▶ **WRITTEN TASKS**:
- 1) Answer these questions about the discussion of the CBD spec:
(a) What example does the discussion give of a more general query?
(b) According to the reply, what is meant by "obtain separately"?
(c) On what day does the writer claim never to write the word "request"?
- 2) Pick up the discussion of the CBD spec after its final sentence and continue it.

CBD makes no such presumption. The same source (agent) may respond
to all kinds of requests expressed in all kinds of manners, including
more general queries asking e.g. 

   ``return all the triples with ex:b as the object''

I don't see how that has any direct significance to the CBD spec.

> > > Problem 3:  What is ``obtain separately''?
> > 
> > By separate request/query.
> 
> OK, but why is this not stated here?

Because I wrote that part of the spec on a Thursday, and I *never*, 
absolutely *never* write the word "request" on a Thursday (and
when Friday rolled around, I forgot to go back and fix it... ;-)
 
> > > Problem 4:  A function that always returns nothing satisfies this
> > > description, as it certainly does not include any knowledge 
> > > (explicit or
> > > not) that be obtained (separately or not) from the same 
> > > source (or indeed
> > > any source at all).
> > 
> > I'm sorry. I don't see your point here.
> > 
> > If the agent recieving the request knows nothing about the
> > resource in question, then returning an empty graph is a 
> > pretty clear indication of that.

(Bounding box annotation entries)
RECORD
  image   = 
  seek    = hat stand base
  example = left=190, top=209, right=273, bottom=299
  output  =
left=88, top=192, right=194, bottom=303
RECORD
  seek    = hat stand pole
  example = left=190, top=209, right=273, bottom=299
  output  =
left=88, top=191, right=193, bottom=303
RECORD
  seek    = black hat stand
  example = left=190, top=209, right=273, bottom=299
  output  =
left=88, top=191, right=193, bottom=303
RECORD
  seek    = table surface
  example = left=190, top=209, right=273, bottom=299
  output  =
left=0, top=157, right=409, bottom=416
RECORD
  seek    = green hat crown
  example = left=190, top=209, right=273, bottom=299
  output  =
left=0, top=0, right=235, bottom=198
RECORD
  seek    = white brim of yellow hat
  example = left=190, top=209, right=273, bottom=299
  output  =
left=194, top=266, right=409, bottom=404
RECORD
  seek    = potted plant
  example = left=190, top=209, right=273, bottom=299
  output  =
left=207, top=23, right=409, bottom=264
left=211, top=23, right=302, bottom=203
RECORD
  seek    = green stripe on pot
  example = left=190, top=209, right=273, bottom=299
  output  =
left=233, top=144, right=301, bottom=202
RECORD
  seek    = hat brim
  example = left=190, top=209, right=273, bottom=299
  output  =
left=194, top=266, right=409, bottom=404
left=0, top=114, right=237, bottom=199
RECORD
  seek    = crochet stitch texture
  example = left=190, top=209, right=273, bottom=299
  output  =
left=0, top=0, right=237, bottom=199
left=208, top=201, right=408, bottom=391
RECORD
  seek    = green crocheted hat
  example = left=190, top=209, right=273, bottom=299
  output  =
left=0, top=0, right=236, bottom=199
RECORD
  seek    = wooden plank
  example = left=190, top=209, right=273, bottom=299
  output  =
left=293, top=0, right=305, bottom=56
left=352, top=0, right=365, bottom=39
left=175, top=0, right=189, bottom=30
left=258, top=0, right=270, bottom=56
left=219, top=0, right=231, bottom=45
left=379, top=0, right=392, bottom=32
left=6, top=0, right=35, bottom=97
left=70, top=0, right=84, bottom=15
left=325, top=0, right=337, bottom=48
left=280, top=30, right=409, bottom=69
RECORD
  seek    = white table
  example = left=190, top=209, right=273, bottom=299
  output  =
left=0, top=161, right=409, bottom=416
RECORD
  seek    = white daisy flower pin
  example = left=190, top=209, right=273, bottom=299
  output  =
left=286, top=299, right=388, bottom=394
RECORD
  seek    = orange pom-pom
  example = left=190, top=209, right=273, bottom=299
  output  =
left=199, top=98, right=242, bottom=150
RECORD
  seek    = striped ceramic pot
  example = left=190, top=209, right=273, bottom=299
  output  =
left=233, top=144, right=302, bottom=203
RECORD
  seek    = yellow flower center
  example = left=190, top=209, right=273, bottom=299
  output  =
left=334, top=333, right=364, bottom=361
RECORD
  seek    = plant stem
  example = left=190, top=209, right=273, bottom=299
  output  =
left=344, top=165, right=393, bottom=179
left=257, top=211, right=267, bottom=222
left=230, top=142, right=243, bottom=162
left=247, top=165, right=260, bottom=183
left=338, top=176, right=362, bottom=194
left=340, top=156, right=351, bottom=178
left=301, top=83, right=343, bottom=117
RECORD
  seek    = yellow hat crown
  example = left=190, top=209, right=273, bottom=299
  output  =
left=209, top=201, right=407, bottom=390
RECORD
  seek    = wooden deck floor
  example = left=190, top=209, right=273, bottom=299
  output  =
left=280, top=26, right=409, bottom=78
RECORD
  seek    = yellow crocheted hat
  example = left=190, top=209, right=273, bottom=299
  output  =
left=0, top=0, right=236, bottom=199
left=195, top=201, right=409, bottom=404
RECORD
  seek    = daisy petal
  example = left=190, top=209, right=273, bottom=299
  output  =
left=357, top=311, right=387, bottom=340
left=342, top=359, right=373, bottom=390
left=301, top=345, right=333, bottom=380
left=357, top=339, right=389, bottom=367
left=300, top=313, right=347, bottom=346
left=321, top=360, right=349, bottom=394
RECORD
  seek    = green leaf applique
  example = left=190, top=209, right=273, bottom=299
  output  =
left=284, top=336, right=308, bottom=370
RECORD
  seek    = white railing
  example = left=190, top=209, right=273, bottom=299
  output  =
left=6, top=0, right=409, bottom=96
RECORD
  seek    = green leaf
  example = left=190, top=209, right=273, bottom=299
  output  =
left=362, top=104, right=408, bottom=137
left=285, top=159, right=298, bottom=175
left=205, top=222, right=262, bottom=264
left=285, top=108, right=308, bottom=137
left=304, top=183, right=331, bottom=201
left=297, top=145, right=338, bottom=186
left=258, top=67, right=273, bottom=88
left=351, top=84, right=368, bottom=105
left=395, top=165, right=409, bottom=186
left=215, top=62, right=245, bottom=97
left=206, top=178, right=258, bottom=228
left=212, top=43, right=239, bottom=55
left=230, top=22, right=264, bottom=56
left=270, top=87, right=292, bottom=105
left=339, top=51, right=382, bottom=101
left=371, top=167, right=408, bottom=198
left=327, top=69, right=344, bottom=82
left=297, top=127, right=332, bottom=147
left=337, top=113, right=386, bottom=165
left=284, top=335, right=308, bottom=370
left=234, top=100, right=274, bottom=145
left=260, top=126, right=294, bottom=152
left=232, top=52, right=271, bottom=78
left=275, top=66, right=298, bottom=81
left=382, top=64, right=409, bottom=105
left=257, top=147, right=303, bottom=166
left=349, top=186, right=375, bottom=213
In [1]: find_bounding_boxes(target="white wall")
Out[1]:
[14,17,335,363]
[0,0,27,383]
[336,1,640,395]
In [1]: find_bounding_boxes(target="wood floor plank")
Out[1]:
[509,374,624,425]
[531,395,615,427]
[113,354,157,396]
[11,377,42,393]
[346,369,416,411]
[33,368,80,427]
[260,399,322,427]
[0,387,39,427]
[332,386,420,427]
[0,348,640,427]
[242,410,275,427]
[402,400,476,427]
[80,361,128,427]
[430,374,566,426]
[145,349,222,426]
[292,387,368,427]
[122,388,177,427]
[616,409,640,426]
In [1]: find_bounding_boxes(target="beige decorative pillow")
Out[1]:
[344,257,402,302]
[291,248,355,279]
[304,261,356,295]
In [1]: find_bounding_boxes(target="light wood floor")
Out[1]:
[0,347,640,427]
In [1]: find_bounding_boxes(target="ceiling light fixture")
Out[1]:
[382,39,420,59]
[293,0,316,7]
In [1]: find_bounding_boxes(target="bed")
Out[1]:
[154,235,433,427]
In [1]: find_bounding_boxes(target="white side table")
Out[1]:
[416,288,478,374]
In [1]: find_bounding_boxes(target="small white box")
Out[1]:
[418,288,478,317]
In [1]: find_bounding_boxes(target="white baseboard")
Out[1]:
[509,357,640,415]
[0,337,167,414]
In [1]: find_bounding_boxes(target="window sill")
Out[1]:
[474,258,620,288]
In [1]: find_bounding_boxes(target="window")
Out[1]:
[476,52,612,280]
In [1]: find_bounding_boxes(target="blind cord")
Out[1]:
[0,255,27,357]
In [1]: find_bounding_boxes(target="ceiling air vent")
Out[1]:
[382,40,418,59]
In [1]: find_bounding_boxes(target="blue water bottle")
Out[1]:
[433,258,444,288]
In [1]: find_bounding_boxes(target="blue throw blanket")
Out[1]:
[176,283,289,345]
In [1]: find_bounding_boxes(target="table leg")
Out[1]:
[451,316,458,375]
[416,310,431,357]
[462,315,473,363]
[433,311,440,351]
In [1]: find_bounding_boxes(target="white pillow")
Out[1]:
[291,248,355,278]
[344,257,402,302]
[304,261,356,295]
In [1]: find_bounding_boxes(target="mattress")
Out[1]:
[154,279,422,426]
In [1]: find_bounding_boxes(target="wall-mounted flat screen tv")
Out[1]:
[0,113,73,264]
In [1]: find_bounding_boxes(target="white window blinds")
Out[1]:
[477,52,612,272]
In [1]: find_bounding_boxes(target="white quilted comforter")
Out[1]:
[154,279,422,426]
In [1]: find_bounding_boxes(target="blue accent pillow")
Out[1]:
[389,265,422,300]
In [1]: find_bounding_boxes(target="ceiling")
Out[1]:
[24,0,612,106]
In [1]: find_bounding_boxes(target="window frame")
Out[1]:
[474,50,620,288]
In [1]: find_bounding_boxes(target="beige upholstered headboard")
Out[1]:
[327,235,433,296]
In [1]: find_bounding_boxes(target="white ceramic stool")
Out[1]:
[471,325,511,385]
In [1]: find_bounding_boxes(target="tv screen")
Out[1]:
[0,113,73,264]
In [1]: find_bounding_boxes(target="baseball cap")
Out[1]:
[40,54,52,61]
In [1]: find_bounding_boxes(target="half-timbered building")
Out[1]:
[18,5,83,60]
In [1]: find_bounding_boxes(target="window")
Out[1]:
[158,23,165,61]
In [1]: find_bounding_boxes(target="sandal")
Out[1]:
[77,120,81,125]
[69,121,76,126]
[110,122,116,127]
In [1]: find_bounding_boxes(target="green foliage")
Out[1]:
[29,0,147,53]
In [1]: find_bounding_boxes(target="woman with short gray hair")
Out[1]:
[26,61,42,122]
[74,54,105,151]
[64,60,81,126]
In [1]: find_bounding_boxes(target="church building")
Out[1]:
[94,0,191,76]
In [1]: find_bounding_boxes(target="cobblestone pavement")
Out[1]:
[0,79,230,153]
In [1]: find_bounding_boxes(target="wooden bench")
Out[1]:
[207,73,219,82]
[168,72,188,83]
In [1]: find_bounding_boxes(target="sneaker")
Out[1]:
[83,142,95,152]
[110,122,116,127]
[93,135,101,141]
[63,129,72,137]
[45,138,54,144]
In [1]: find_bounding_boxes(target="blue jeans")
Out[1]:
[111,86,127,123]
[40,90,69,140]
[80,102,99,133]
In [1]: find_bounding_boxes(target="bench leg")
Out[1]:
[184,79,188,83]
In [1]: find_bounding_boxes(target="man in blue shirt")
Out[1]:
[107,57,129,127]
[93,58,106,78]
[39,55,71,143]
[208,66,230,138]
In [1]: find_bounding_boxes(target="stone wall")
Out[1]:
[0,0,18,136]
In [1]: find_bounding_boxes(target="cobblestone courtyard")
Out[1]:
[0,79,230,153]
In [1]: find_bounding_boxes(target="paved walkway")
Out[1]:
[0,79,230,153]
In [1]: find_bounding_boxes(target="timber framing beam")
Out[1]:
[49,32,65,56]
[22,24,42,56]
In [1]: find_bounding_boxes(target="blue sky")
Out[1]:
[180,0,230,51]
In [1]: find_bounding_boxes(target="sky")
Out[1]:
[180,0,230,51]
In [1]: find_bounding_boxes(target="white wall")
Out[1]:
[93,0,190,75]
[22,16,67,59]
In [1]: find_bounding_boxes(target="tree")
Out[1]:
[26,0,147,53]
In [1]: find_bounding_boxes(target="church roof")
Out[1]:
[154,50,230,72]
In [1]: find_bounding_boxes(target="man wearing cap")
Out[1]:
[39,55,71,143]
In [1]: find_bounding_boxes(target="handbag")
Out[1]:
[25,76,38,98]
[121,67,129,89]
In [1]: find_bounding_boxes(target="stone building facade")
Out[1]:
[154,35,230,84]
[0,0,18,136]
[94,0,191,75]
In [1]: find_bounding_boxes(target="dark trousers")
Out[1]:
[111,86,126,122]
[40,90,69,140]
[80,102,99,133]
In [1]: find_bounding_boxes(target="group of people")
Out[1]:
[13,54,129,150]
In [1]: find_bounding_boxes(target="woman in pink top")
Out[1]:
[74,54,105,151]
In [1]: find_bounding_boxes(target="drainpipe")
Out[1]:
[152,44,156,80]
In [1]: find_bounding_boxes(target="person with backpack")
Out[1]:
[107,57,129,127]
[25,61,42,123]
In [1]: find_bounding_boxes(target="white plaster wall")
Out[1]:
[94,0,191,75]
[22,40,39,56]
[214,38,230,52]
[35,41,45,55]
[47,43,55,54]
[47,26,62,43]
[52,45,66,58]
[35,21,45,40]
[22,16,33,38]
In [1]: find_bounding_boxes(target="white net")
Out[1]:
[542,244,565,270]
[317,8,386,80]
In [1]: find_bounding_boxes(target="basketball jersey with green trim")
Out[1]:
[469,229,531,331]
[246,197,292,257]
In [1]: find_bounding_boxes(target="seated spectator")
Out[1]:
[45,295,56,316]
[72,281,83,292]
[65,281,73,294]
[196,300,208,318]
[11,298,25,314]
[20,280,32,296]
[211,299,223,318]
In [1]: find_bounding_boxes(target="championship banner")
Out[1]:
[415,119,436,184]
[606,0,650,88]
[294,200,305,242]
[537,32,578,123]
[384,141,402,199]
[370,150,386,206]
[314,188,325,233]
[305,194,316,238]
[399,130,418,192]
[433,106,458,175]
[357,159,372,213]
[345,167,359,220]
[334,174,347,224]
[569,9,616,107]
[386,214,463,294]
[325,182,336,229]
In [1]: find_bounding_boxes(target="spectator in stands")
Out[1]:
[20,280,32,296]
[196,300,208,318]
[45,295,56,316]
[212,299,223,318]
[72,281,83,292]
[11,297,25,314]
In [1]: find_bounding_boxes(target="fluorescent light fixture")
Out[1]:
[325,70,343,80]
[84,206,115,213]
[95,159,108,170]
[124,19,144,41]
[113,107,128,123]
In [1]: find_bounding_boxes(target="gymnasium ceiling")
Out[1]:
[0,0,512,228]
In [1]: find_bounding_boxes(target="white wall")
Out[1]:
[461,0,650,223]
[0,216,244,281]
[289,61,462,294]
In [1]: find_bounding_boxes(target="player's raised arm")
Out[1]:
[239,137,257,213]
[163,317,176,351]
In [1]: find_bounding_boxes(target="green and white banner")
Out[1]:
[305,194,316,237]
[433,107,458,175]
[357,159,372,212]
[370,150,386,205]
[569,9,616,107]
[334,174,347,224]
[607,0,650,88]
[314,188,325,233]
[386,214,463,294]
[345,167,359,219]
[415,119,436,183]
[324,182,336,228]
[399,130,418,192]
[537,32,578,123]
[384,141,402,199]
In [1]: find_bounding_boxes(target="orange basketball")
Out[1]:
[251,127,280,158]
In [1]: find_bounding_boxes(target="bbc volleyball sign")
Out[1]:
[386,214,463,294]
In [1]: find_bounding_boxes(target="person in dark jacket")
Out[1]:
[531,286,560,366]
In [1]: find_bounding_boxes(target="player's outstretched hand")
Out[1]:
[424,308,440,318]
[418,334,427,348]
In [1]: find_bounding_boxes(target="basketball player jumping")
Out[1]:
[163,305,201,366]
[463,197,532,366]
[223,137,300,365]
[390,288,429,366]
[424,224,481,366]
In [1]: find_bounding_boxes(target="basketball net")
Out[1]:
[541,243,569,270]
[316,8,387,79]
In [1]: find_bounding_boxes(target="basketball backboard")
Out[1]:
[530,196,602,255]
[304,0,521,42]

▶ **ANSWERS TO EACH TASK**:
- 1)
(a) "return all the triples with ex:b as the object"
(b) By separate request/query.
(c) Thursday.

- 2)
> 
> The point is that according to your rules, as expressed in 
> your initial
> description of a CBD, my process is in every way better than yours.

And what process is that???

> First, my process actually satisfies your initial description of a CBD
> whereas your does not.  Second, my process is optimal in that 
> it returns
> the minimum CBD, whereas you don't give any criteria for 
> determining the
> optimally of your process.

I have working, deployed code that demonstrates its utility.

> > > The definition of CBD in terms of a procedure on RDF 
> graphs also has
> > > serious problems.
> > 
> > If it does, then for sure, those should be addressed.
> > 
> > > Problem 5:  Given a node in an RDF graph, there is no 
> general way of
> > > determining which nodes in the graph are co-denotational with 
> > > that node.
> > 
> > Hmmmm.. isn't that what owl:sameAs is for?  
> 
> Not at all.  owl:sameAs tells you that two nodes in a graph are
> co-denotational.  However the absence of owl:sameAs does not 
> tell you that
> two nodes in a graph are not co-denotational.

And black is black and white is white. 

> Consider the following RDF graph:
> 
> 	ex:a ex:r ex:b .
> 
> Are ex:a and ex:b co-denotational?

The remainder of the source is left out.